▶ **PROMPT**:
Count the lines in the listing below that contain the word "woman" and reply with only that number.

▶ **LISTED ENTRIES**:
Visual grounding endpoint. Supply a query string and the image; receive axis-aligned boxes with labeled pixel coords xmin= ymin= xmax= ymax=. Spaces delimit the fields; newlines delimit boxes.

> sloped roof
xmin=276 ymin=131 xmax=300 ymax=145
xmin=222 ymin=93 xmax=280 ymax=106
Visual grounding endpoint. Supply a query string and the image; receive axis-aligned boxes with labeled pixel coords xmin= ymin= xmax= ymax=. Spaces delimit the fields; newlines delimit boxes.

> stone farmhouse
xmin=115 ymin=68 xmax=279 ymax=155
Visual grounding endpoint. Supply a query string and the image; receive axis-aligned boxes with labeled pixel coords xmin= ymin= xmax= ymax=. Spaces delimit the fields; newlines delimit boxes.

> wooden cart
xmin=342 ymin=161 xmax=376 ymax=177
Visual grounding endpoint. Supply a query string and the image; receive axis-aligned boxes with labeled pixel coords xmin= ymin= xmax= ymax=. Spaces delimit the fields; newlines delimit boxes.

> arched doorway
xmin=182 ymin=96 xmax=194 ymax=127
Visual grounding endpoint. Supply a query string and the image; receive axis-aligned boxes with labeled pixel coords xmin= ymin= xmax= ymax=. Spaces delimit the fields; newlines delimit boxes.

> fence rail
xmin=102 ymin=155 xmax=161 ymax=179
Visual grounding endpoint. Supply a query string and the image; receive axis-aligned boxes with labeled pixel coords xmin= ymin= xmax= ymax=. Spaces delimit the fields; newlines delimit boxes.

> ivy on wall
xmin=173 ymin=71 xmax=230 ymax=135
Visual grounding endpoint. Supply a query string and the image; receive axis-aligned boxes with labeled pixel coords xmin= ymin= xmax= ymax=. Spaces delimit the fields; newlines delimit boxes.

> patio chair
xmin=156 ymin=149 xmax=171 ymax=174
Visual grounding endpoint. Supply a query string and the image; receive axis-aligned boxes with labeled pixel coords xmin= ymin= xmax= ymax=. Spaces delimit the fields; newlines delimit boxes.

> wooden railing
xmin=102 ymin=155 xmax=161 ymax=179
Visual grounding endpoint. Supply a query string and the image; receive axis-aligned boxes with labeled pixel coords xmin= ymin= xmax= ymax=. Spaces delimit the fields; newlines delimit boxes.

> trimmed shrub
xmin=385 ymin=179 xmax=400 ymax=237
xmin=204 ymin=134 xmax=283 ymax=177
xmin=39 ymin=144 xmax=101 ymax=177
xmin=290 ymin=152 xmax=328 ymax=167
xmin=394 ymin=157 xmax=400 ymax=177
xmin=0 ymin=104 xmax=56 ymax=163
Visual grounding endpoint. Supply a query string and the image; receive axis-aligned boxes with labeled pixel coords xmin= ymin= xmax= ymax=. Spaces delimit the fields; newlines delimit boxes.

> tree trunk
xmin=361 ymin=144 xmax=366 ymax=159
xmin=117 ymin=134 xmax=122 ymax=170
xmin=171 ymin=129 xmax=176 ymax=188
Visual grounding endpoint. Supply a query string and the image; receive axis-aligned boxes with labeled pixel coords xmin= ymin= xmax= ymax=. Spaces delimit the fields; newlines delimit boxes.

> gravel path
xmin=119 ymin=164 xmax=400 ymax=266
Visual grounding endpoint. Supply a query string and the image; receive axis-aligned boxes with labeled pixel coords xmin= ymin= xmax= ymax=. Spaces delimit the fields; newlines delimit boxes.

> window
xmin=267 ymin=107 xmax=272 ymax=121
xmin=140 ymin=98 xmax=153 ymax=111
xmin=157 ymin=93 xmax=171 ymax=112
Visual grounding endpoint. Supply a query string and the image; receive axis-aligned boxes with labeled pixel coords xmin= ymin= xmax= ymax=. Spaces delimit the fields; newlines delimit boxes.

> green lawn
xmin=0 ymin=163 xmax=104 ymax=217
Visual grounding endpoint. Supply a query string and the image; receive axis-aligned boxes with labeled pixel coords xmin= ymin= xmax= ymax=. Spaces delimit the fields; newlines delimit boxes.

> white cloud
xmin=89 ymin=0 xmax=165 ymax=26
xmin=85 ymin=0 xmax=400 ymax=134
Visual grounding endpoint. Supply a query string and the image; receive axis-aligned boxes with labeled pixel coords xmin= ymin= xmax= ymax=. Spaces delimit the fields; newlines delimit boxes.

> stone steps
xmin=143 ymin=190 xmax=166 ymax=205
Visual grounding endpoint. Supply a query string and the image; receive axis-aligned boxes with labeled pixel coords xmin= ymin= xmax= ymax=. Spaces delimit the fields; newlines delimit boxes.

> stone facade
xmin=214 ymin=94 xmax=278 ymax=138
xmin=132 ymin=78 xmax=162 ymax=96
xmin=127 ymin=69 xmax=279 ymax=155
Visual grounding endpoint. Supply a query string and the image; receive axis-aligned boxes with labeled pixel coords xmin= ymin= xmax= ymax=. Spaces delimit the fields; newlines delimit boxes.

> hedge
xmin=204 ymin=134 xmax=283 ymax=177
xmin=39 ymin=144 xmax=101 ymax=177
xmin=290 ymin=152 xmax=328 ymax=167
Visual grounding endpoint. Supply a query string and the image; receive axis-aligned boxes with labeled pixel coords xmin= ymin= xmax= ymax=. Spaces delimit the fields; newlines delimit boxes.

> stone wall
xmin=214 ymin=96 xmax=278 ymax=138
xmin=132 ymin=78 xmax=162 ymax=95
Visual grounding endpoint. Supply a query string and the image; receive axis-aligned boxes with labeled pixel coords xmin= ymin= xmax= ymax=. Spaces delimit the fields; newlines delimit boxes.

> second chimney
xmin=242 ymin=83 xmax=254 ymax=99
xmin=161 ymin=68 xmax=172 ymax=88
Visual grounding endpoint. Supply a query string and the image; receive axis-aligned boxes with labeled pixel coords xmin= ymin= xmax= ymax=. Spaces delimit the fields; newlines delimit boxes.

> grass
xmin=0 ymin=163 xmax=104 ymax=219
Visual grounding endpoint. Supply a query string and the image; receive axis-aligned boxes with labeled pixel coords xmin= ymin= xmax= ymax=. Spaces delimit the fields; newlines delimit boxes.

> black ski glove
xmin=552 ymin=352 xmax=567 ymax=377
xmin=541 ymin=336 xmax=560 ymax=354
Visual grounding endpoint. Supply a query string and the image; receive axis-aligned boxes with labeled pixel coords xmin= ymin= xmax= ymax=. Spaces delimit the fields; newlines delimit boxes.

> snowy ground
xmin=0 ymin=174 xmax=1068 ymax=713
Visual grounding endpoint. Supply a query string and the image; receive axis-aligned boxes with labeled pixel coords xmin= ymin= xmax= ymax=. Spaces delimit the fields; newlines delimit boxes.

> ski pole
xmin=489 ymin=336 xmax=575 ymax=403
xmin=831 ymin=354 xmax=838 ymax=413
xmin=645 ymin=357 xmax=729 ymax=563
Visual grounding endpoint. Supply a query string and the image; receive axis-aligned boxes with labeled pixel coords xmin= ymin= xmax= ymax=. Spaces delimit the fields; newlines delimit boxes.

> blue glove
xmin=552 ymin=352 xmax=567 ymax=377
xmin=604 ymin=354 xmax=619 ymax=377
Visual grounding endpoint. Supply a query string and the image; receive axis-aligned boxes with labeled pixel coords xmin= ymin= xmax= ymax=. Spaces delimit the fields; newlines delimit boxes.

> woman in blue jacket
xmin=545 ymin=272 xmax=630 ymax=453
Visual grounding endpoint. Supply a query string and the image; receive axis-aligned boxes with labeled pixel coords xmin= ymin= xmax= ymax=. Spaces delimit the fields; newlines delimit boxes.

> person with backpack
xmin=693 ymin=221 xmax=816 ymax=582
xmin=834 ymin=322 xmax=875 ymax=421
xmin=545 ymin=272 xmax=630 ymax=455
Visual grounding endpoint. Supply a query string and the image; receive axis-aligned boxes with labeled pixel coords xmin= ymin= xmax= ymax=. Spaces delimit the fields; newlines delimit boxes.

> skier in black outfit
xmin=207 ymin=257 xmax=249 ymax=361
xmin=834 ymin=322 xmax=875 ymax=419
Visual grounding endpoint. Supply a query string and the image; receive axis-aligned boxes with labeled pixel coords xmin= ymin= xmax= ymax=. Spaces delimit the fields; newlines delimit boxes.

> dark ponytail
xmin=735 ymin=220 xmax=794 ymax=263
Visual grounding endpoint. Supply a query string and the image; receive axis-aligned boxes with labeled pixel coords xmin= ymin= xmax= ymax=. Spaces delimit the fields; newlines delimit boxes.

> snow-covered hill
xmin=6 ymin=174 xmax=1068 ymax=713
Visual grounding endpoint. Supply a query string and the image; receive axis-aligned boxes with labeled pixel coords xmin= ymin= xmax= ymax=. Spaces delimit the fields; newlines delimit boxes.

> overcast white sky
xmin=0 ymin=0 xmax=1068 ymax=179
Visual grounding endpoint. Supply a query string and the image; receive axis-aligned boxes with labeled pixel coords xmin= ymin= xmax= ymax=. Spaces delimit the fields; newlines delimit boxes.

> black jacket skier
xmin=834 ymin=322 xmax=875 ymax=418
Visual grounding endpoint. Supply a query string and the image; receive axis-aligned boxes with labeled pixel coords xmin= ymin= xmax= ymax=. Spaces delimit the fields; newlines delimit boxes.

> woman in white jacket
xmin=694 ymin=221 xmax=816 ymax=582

▶ **FINAL RESULT**:
2